Start of RECORDS SUPPLIED

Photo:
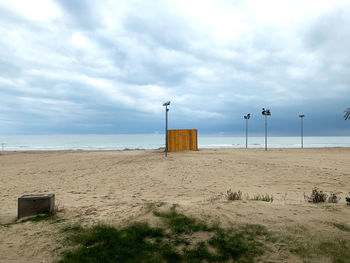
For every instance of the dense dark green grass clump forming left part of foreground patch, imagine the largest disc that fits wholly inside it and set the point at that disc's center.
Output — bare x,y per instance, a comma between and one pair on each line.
108,244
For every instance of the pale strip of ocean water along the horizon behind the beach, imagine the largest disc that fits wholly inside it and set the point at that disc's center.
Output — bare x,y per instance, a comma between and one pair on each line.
154,141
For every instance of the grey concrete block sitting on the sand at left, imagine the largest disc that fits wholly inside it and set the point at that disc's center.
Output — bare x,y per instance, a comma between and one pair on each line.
30,205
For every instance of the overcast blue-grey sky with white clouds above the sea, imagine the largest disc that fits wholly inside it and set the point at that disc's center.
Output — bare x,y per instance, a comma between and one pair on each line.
106,67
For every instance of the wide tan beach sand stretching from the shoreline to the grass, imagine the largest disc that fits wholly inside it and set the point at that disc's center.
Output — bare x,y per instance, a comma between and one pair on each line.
115,187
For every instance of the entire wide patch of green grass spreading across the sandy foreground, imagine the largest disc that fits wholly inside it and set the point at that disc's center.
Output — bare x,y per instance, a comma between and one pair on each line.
174,242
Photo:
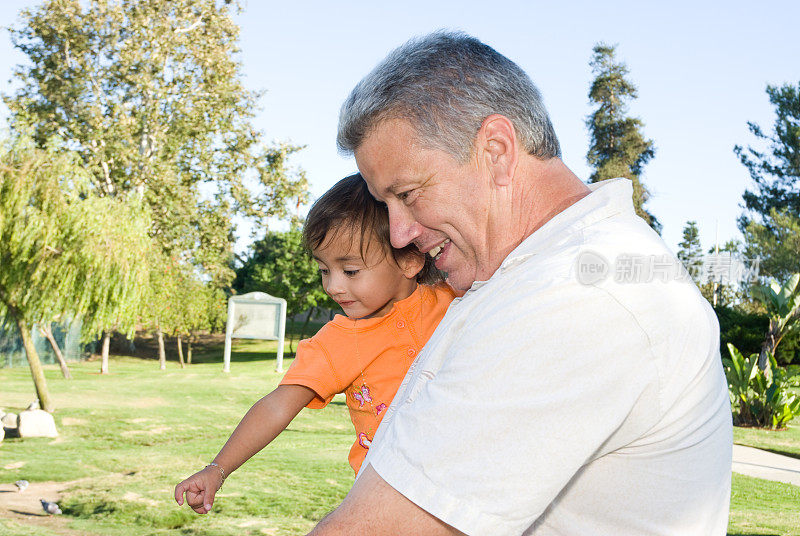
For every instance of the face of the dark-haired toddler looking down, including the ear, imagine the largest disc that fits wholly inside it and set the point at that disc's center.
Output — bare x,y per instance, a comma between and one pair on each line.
364,287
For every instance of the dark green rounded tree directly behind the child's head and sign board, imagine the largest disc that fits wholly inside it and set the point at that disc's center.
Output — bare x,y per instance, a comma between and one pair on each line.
279,265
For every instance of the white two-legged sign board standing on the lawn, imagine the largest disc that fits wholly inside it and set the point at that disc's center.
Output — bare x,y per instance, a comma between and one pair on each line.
256,315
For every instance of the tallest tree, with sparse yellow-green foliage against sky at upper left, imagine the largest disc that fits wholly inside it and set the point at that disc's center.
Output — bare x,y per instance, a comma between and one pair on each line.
149,94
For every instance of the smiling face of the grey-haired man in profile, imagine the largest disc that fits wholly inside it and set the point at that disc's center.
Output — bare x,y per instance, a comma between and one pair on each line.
435,202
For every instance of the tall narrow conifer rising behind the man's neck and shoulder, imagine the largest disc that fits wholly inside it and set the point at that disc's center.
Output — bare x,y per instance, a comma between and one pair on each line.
618,147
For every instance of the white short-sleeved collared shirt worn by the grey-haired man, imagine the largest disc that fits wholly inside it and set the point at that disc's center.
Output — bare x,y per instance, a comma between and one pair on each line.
577,391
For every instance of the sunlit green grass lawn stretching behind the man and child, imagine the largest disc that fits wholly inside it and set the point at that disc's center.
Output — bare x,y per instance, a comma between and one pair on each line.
128,437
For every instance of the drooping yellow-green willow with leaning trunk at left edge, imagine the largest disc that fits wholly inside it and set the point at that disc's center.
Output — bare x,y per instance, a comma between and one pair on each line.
64,252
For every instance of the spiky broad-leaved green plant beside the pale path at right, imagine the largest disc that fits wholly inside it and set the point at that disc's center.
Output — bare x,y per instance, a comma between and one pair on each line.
760,398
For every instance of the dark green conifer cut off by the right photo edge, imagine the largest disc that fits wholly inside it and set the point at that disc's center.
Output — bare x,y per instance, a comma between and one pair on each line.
772,208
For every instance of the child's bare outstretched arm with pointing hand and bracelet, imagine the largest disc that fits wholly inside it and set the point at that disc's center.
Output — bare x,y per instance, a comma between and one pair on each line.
266,419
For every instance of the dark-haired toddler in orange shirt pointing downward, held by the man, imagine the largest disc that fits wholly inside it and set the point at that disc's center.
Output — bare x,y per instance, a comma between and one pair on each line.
389,318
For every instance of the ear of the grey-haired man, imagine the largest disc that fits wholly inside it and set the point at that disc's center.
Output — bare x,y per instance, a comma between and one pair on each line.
498,141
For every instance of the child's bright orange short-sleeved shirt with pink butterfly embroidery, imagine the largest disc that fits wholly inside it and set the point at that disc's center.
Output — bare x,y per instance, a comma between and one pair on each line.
367,359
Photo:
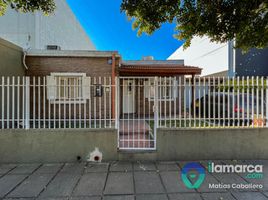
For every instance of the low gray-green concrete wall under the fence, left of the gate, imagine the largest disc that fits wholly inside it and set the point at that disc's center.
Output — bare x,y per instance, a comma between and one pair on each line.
28,146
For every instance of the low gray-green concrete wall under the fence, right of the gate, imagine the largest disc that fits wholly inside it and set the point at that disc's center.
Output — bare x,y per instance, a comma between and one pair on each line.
203,144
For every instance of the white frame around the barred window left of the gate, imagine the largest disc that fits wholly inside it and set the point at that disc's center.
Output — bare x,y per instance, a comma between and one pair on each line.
56,99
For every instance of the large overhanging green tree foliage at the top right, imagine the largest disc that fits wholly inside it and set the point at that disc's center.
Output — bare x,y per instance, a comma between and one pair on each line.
245,21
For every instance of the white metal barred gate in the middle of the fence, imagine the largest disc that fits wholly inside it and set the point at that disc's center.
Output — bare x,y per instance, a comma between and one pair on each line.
137,113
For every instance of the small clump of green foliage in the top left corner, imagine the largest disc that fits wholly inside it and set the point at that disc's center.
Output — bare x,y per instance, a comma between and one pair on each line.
46,6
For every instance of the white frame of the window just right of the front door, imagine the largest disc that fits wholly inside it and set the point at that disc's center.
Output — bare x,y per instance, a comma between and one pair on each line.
151,89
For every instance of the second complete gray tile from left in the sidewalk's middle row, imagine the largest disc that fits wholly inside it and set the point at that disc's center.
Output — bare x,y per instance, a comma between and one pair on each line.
61,186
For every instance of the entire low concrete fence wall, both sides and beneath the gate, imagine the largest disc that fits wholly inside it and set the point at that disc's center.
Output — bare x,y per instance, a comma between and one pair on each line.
28,146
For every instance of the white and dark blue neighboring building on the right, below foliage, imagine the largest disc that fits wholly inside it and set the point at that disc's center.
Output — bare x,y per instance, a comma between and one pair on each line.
215,58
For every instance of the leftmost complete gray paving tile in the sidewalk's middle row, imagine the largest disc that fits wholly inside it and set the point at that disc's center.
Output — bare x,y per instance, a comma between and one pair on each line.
32,186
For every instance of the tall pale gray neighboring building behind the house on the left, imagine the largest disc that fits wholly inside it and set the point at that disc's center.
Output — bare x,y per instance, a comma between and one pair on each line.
36,31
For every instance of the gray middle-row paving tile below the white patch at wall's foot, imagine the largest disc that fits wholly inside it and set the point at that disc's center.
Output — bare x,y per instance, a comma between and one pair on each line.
90,184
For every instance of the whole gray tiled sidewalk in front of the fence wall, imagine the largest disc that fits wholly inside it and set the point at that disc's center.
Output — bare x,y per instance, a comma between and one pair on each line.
119,181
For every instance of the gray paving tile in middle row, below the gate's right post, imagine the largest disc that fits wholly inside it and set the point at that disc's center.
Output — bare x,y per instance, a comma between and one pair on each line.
148,182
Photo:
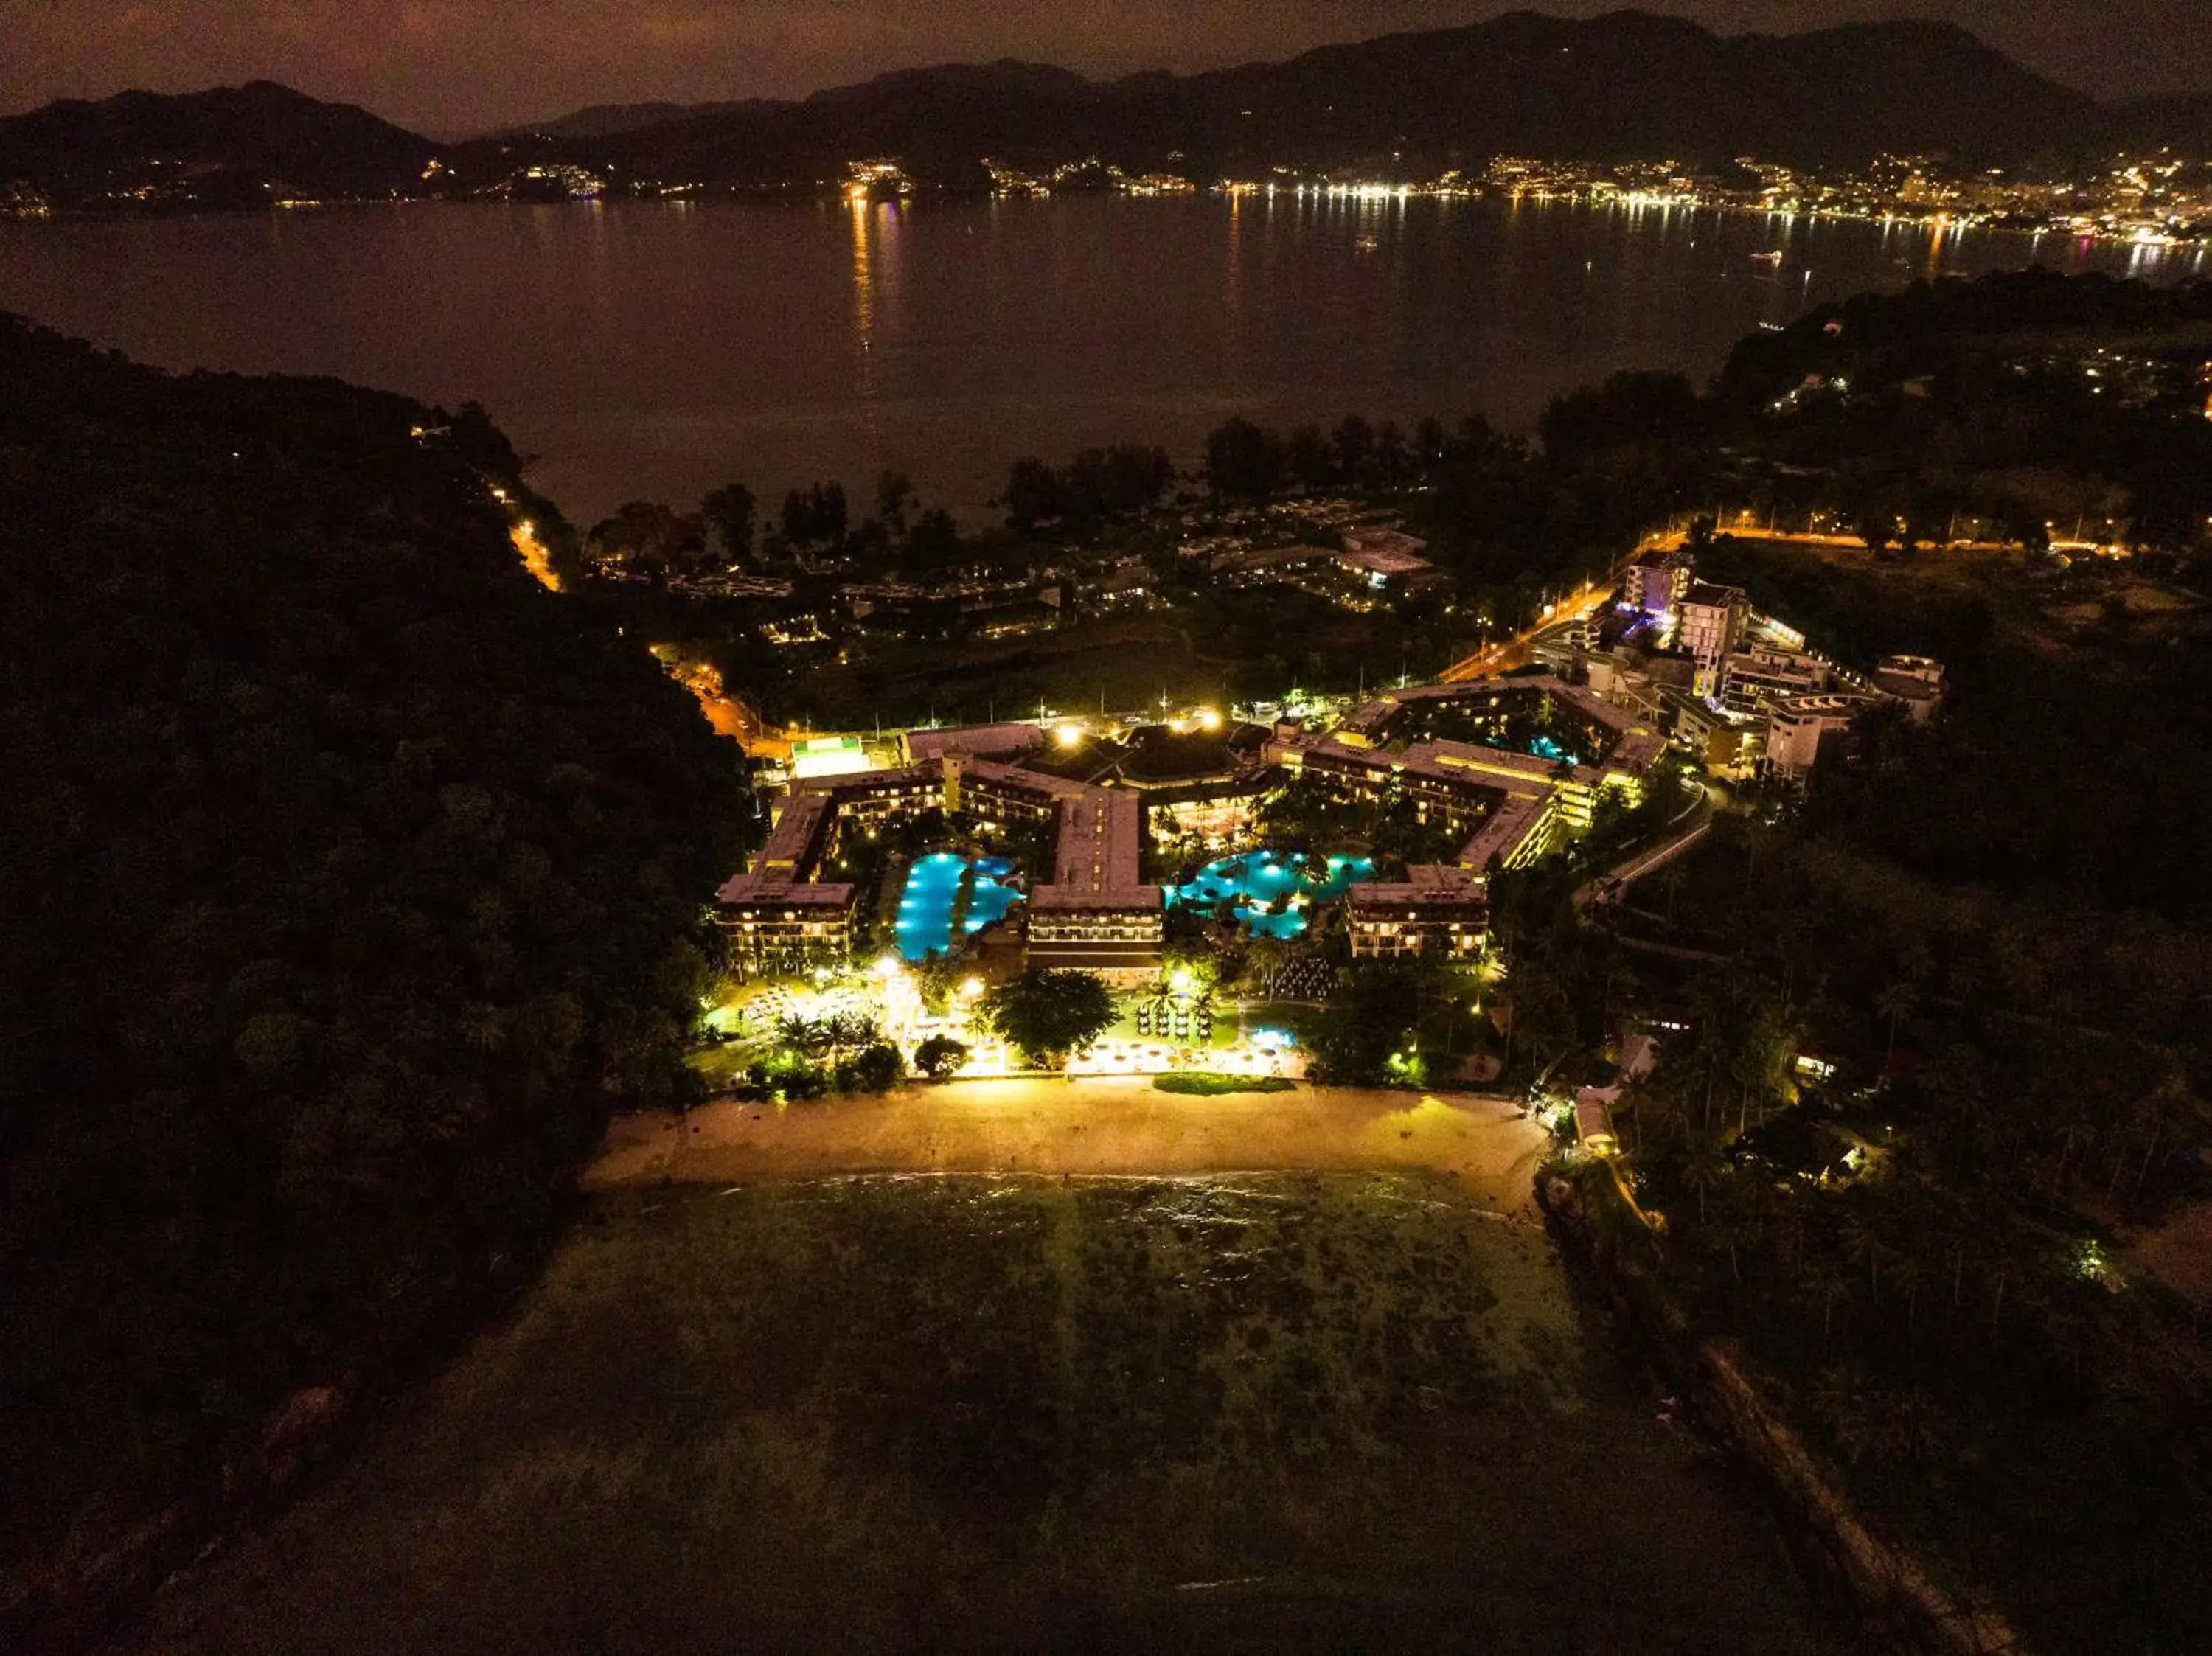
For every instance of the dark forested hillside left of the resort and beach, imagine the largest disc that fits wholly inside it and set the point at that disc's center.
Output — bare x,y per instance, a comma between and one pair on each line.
346,888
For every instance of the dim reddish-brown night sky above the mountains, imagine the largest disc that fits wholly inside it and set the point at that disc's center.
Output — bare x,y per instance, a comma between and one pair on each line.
457,67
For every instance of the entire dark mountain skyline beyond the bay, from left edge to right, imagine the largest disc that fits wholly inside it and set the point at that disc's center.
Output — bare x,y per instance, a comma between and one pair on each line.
1620,87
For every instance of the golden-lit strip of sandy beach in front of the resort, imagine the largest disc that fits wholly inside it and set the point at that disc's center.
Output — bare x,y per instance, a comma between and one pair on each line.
1087,1126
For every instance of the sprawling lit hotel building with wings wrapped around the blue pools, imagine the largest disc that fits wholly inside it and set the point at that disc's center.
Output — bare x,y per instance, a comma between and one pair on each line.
1096,912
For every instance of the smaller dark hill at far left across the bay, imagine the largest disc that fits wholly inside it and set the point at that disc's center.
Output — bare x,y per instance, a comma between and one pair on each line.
225,147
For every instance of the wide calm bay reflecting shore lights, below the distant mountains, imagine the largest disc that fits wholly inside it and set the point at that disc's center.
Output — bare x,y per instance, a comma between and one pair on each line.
660,350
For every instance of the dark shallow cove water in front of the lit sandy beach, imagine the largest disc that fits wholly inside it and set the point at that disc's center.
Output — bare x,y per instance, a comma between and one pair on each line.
999,1414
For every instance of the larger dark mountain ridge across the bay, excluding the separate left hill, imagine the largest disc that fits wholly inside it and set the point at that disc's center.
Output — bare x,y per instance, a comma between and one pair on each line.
1627,85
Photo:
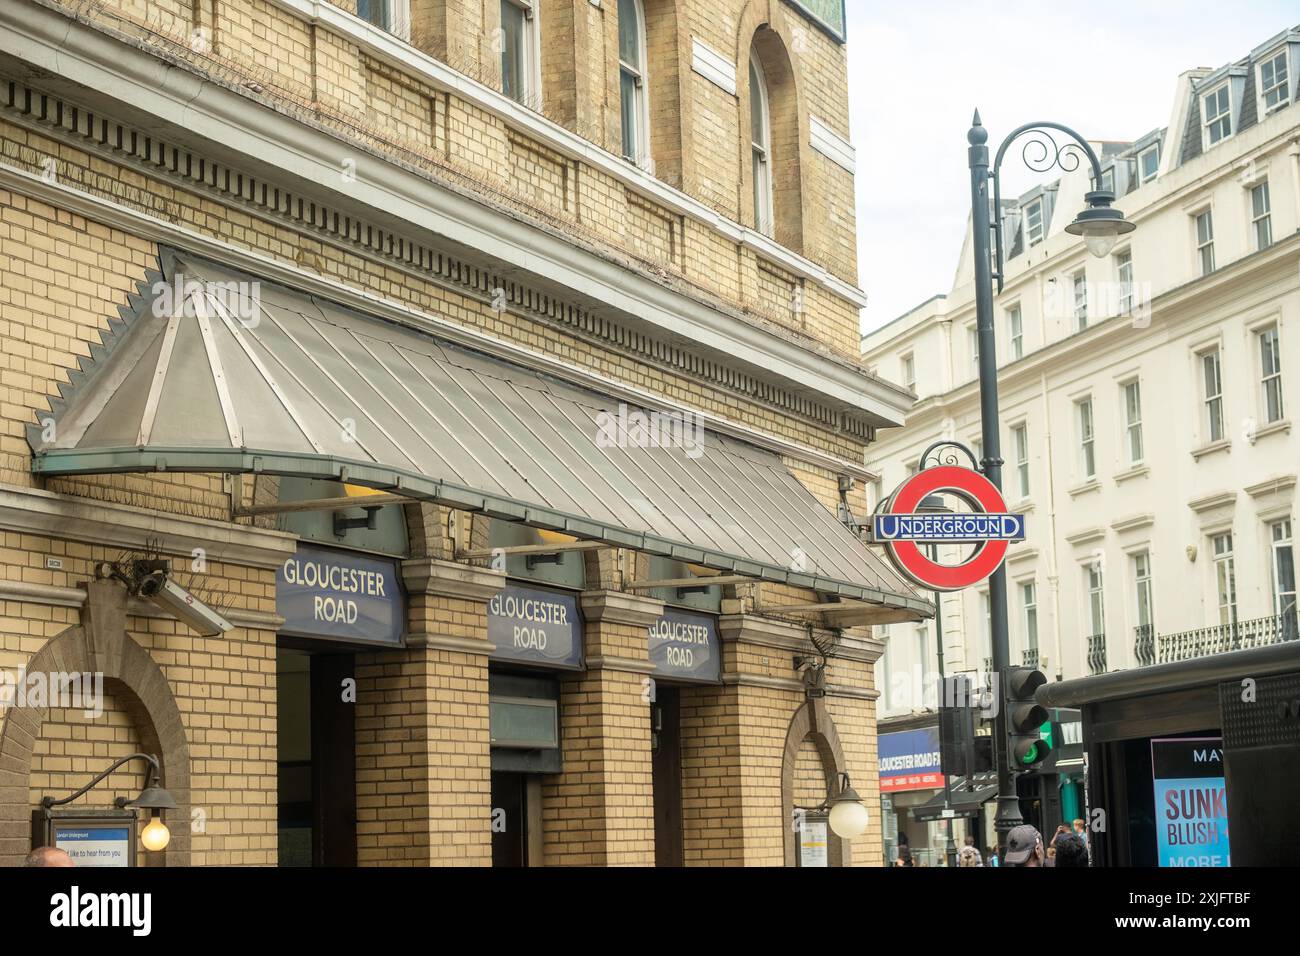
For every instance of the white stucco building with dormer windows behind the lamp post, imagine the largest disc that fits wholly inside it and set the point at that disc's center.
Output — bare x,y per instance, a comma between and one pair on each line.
1147,399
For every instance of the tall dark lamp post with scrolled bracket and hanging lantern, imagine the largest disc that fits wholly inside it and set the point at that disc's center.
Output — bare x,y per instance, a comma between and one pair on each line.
1100,226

End of RECORDS SUPPLIED

WORK INSTRUCTION: What is needed is a word-for-word restatement of every line from the one with "For every instance of the tall dark" to the end of the entries above.

SOLVED EXERCISE:
For every instance of the tall dark lamp post with scrolled bracket and hanging lantern, imagine the largest disc that fits wholly inside it and set the point at that disc's center.
Output — bare x,y per instance, a comma between and one pair on each line.
1100,226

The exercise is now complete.